PARTS OF THE EXERCISE.
**a)** In the article on Australian teenagers' sex education below, what sources do boys rely on for sex information instead of buying magazines? List every one the article gives.
**b)** Answer these questions about the article on Australian teenagers' sex education below, one per line:
(i) How many focus groups did Alan McKee run, and what ages were the teenagers in them?
(ii) Which sexually transmitted infection has seen an explosion in rates in Australia?
(iii) From about what age might children ask the questions that parents need to answer honestly?
**c)** Can you pick up the article on Australian teenagers' sex education below where it ends and carry it on?

SELECTED EXTRACT.
━━━━━━━━━━━━━━━━━━━━━━━━━━━━━━

With sex everywhere — from music videos to a plethora of images advertising anything from cars to ice-cream — it is hard to fathom that some Australian teenagers lack the most basic of sex education.

But uncovering menstruating teenage girls who thought they were dying was just one of the surprise findings from recent Australian research which tried to find out just what teenagers know about sex.

Queensland University of Technology sexual development researcher Alan McKee ran 20 focus groups with teenagers aged 14 to 20 and admits he was shocked by some of the responses.

While many young people — well over 90 per cent — had high levels of knowledge about safe sex and could easily parrot off details of how HIV was spread, it was text-book information that many struggled to relate to their own lives.

In a media briefing last week to coincide with the release of a special issue of the teen girl magazine Girlfriend, Professor McKee said some young people were missing out on simple biological information that could help protect them from dangerous diseases.

“We have done a great job of getting the facts out there but what we also see is they are not applying that knowledge, ” he says.

“The facts are out there about sexually transmitted infections but they see the information as scientific and not relevant to their lives. You can’t give them the information without showing them how to apply it.”

Professor McKee says the gap in practical information could help explain the explosion in rates of the sexually transmitted infection chlamydia in Australia in the past decade, particularly the past three years.

He says magazines such as Girlfriend and Dolly have a valuable role in helping to curb the rise in infections and prevent unwanted pregnancies, acting as “translators” for teenage girls.

Even their adolescent brothers sometimes obtain information by osmosis or taking a “sneaky look” at what their sisters read.

Unlike girls, boys rarely buy magazines and instead rely on comedy — particularly vulgar comedy — as well sport and the internet for their sex information.

But parents still have a big role to play, he argues, even if many felt uncomfortable broaching the subject.

He says they need to answer honestly the questions children might ask, some from the age of about five.

Professor McKee says euphemisms and nicknames for body parts —“down there” and “private parts”— are unhelpful and give the impression to young children that it is something shameful.

He argues it is well-established that the best way to protect against child abuse is to provide children with basic information about the body and use terms such as penis and vagina.

“We know from research that the majority of parents want to be part of their children’s sex education, but they are not confident about it, ” he says.

“That’s not surprising because this is probably the first generation of parents where there has been an expectation that they will talk openly and honestly about sex, so we’re making a generational change.”

But he advises against parents putting all their eggs in one basket with “the talk” where they sit their children down for a once-off talk about the birds and the bees.

“It’s a really bad idea, ” Professor McKee says. “You want to talk to them early and often.

“Do it in an age-appropriate way that’s not melodramatic or hysterical. And don’t go in wearing your battle gear ready to tell them what they’re doing is wrong.”

━━━━━━━━━━━━━━━━━━━━━━━━━━━━━━

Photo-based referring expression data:
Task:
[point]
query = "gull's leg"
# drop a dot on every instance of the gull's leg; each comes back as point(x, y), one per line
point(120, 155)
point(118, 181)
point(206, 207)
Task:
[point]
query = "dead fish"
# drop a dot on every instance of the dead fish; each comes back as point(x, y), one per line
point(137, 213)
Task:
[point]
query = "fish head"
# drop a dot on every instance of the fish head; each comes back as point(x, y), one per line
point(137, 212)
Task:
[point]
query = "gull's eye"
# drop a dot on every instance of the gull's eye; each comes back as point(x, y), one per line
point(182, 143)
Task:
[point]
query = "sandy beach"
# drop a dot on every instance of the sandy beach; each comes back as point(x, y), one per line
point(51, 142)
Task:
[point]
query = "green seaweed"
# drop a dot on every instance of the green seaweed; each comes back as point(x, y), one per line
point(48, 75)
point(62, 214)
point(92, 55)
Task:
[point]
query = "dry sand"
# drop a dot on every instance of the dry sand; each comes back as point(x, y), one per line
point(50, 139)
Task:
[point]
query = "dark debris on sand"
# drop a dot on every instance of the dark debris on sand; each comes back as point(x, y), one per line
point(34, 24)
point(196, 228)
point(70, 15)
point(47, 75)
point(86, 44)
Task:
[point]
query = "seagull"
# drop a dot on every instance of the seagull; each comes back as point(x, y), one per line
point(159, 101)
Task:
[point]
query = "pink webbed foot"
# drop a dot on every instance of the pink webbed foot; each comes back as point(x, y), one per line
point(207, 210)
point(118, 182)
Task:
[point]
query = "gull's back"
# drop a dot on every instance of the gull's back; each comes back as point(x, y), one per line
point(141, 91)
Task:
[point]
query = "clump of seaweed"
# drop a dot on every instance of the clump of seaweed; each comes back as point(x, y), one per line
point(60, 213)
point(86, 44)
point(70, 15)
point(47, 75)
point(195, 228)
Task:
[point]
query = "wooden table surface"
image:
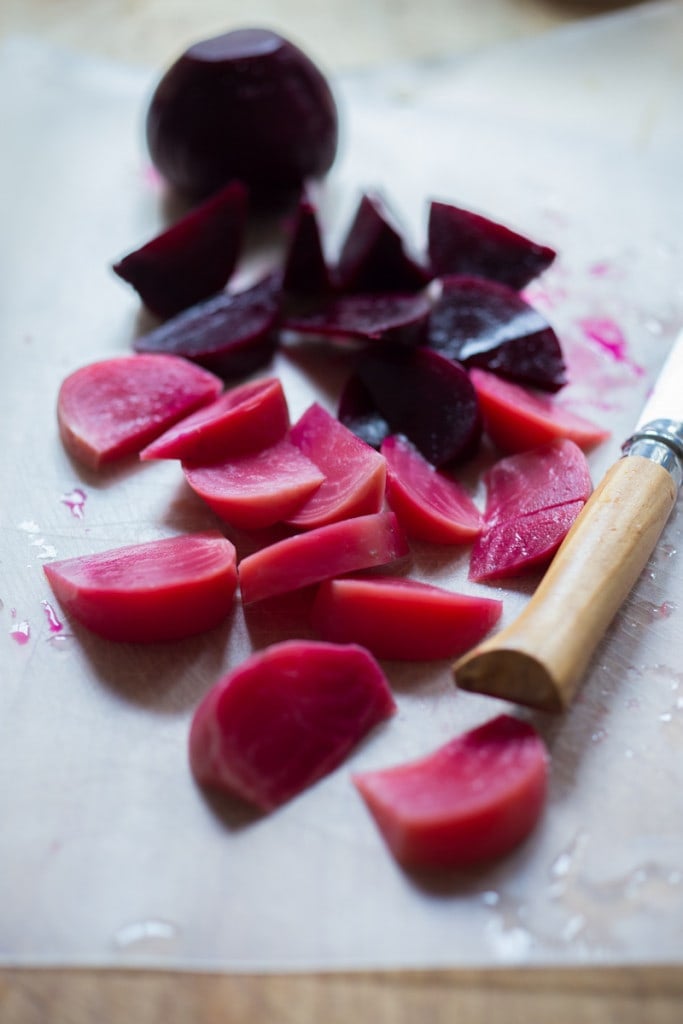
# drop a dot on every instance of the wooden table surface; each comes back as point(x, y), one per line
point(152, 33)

━━━━━━━━━━━━━━━━━━━━━━━━━━━━━━

EXERCISE ANSWERS.
**a)**
- Comedy, particularly vulgar comedy
- Sport
- The internet

**b)**
(i) 20 focus groups, with teenagers aged 14 to 20.
(ii) Chlamydia.
(iii) From about the age of five.

**c)**
Some mothers have told him that while they can talk easily enough to their daughters, sons are a different kettle of fish, hard to pin down for a conversation about sex without both feeling very awkward.

He suggests talking in the car while driving somewhere because you can sit next to each other without having to stare directly at one another, which feels far less confronting. Other “teachable moments” include when something relevant comes up while watching a show on television.

But of all the myths surrounding sex education, Professor McKee says top of the list is the notion that the more teenage girls and boys hear about sex, the more likely they are to have sex, and early.

He cites the Netherlands, where there is extensive sex education from an early age but the average age of first having sex is 17.7 years. In the US, where education starts later, is less thorough and tends to focus on abstinence, the average age is 15.8.

Somewhere in between is Australia, where the average age of first sex is 16.

“There is still this confusion in parents who worry that if they talk to their kids about sex, they’ll have sex earlier, ” he says.

‘But we know from research that the more information they get about sex, the longer they wait to have it.”

Rebecca Smith from FPWA Sexual Health Services agrees, and says having plenty of good quality information about sex actually made young people think twice.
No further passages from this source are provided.